Excerpted records -
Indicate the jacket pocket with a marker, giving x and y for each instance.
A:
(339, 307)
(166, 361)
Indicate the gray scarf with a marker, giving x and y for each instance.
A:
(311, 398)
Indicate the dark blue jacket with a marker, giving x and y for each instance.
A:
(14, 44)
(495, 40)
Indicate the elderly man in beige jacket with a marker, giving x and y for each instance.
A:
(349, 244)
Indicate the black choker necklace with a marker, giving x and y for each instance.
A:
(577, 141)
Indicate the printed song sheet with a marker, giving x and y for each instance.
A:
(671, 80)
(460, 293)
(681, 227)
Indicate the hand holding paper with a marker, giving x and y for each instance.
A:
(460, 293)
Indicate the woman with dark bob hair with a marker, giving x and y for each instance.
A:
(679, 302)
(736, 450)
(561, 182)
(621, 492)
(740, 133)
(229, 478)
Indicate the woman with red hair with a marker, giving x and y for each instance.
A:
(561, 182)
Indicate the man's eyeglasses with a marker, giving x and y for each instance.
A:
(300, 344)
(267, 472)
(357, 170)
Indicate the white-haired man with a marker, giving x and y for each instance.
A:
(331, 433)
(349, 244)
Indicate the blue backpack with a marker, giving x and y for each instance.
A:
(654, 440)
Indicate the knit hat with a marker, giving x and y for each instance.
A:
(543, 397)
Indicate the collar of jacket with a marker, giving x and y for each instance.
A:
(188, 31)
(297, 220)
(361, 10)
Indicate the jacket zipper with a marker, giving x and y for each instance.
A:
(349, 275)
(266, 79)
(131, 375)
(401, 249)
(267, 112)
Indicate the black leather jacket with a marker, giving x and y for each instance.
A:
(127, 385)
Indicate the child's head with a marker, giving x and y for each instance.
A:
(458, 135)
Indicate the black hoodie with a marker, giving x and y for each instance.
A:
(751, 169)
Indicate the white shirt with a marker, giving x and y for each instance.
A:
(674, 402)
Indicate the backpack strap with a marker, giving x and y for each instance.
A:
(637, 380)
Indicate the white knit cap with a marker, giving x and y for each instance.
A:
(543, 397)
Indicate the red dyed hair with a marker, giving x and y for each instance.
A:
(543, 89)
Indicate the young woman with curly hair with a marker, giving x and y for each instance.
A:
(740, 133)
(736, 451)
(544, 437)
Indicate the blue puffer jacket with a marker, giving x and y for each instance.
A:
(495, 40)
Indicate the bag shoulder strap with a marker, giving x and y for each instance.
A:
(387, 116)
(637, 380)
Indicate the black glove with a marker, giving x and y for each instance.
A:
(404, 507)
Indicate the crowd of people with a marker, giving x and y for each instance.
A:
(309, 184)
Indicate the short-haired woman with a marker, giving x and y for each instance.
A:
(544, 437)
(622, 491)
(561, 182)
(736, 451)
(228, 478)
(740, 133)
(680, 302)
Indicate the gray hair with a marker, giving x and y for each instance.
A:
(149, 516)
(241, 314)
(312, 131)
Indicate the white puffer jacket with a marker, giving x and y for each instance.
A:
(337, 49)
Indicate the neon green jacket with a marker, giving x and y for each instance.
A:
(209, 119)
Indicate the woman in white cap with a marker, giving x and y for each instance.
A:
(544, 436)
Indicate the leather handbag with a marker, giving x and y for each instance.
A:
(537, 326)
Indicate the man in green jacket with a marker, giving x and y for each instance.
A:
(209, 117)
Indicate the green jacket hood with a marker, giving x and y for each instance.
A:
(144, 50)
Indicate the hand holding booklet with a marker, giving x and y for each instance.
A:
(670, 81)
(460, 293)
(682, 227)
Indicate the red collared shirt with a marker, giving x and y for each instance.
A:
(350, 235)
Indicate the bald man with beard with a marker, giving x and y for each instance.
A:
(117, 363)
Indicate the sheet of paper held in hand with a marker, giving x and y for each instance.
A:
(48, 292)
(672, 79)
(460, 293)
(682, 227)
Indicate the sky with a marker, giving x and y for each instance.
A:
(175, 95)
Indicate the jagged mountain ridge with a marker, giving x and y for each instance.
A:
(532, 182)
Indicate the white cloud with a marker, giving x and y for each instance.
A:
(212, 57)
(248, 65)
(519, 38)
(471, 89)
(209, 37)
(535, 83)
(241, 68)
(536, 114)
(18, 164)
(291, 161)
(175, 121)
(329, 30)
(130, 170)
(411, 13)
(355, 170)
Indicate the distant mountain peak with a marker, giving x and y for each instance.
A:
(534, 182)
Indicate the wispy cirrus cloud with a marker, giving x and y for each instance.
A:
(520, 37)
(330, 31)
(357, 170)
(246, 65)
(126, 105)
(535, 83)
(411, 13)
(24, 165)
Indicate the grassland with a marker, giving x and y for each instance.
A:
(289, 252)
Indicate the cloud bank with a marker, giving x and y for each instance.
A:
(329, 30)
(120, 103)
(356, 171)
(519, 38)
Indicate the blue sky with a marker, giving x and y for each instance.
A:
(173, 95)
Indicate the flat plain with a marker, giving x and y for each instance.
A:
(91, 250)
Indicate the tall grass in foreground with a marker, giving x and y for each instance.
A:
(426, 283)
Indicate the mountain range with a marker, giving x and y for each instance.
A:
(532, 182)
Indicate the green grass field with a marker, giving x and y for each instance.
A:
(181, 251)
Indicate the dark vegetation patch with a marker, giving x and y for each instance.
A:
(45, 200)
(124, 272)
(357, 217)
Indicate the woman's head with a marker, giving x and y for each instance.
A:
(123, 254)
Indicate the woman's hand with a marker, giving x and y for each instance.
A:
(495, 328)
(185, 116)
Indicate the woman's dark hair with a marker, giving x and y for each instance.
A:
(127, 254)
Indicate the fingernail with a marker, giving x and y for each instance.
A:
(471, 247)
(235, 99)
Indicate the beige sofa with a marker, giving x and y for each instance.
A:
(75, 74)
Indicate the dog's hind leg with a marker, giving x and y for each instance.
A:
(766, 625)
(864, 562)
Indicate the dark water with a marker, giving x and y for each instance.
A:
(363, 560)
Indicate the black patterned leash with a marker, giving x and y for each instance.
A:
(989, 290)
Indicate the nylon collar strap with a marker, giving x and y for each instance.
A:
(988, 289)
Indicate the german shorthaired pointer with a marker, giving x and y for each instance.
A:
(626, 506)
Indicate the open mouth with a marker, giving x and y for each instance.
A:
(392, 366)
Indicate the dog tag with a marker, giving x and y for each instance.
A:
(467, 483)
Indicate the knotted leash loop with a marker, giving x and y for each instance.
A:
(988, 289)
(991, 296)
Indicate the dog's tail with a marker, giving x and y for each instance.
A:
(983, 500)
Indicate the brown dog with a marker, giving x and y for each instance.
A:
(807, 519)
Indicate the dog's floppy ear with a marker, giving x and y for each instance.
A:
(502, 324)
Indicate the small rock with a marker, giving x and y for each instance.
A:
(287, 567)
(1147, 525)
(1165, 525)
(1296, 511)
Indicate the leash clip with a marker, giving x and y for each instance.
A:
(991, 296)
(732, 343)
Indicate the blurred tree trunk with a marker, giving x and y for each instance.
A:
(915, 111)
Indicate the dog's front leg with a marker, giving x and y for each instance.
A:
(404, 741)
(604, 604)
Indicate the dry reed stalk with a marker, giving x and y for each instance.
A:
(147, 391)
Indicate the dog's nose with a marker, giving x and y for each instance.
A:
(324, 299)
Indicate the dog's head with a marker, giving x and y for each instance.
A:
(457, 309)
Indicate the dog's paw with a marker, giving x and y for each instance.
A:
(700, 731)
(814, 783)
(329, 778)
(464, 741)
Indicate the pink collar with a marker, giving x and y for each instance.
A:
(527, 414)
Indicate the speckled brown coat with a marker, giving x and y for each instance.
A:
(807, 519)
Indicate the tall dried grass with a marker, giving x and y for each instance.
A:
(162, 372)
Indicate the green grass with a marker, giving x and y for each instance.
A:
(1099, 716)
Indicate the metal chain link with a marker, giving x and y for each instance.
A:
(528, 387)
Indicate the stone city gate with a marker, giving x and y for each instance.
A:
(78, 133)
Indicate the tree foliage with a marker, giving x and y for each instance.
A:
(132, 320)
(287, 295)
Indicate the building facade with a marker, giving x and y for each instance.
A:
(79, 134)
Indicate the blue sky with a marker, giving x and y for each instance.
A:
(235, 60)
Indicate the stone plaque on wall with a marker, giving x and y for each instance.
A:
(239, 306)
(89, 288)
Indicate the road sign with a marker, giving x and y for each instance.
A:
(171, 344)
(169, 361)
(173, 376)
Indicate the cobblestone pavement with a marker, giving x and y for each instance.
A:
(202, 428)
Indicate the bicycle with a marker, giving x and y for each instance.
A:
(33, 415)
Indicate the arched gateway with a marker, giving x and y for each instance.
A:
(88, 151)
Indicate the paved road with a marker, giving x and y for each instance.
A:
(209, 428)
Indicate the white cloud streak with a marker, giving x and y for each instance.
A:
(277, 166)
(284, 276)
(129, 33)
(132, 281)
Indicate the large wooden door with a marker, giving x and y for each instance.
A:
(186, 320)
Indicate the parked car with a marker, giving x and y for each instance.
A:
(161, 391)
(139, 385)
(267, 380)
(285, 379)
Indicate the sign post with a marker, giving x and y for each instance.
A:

Task to complete -
If a line of the records above holds the word "paper", show it.

Your response -
Indicate the hand holding paper with a marker, giving x and y for each instance.
Indicate the sheet of paper held in hand with a marker, giving x and y for each instance.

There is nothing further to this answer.